# [The exercise]
Please pick out every line in the entries below that contains the word "tree" and copy each such line. Case counts.

# [Listed records]
***
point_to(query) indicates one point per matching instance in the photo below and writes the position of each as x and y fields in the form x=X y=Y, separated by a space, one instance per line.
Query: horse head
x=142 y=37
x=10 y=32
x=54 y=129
***
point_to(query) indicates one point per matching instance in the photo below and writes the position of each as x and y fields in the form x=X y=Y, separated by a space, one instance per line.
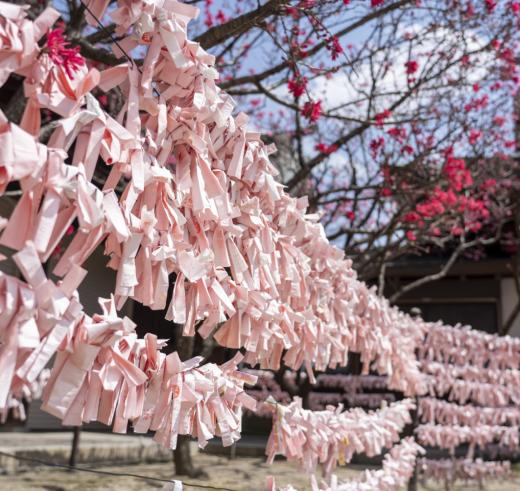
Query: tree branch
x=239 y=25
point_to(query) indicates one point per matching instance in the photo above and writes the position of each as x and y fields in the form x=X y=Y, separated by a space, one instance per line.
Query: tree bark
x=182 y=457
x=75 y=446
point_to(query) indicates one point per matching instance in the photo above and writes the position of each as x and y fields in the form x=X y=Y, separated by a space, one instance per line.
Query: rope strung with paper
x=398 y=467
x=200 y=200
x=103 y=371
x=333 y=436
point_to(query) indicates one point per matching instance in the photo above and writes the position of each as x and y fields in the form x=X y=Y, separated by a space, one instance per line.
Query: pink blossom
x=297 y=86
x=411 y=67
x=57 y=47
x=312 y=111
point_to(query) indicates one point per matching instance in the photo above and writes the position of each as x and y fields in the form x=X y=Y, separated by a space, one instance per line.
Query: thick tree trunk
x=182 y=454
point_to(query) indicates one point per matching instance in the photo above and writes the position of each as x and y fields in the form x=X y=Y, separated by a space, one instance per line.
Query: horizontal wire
***
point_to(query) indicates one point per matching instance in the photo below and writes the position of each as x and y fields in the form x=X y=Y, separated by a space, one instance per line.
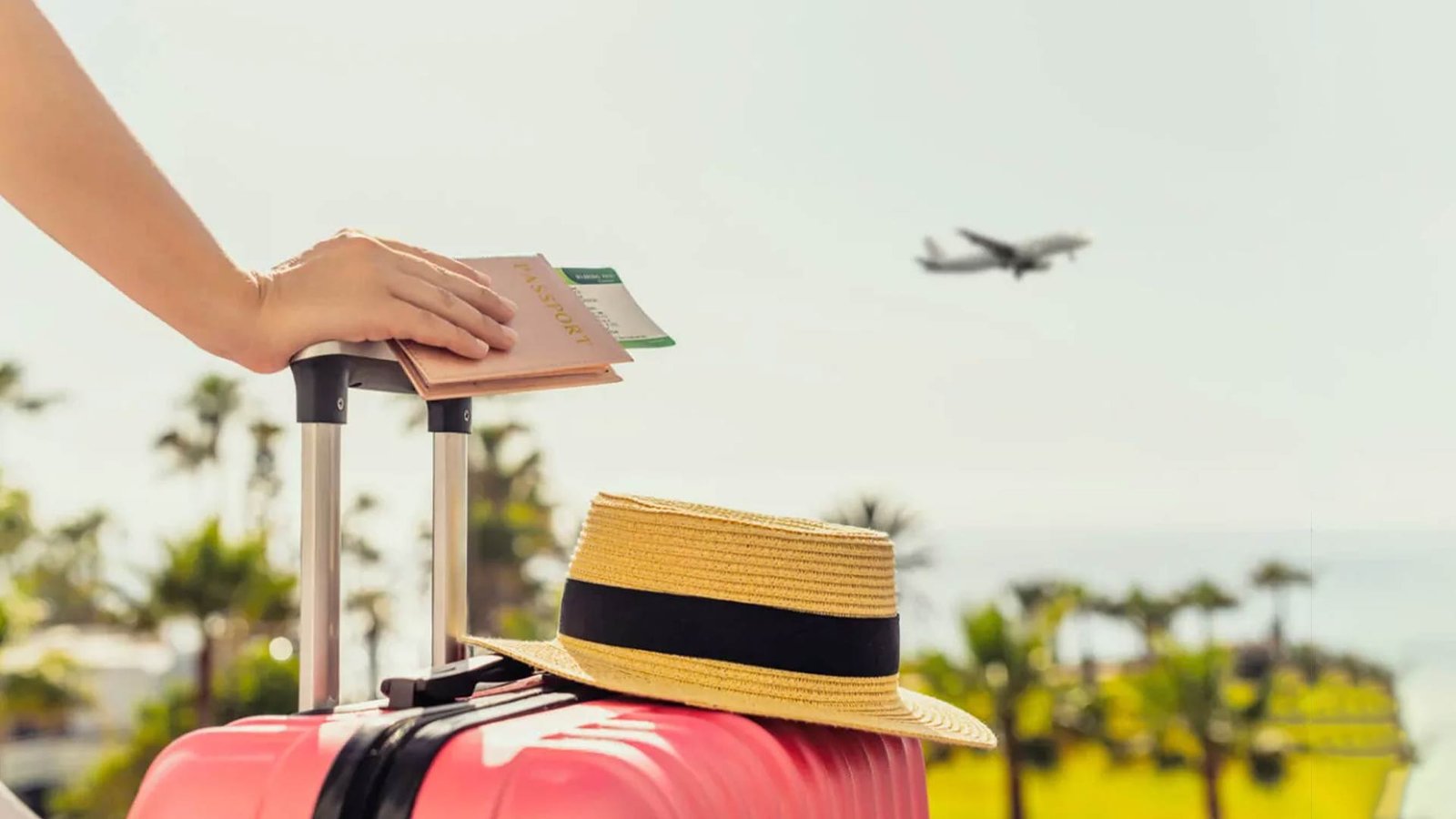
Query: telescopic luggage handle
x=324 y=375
***
# [Output]
Query: tree branch
Query: tree bark
Query: thick tree trunk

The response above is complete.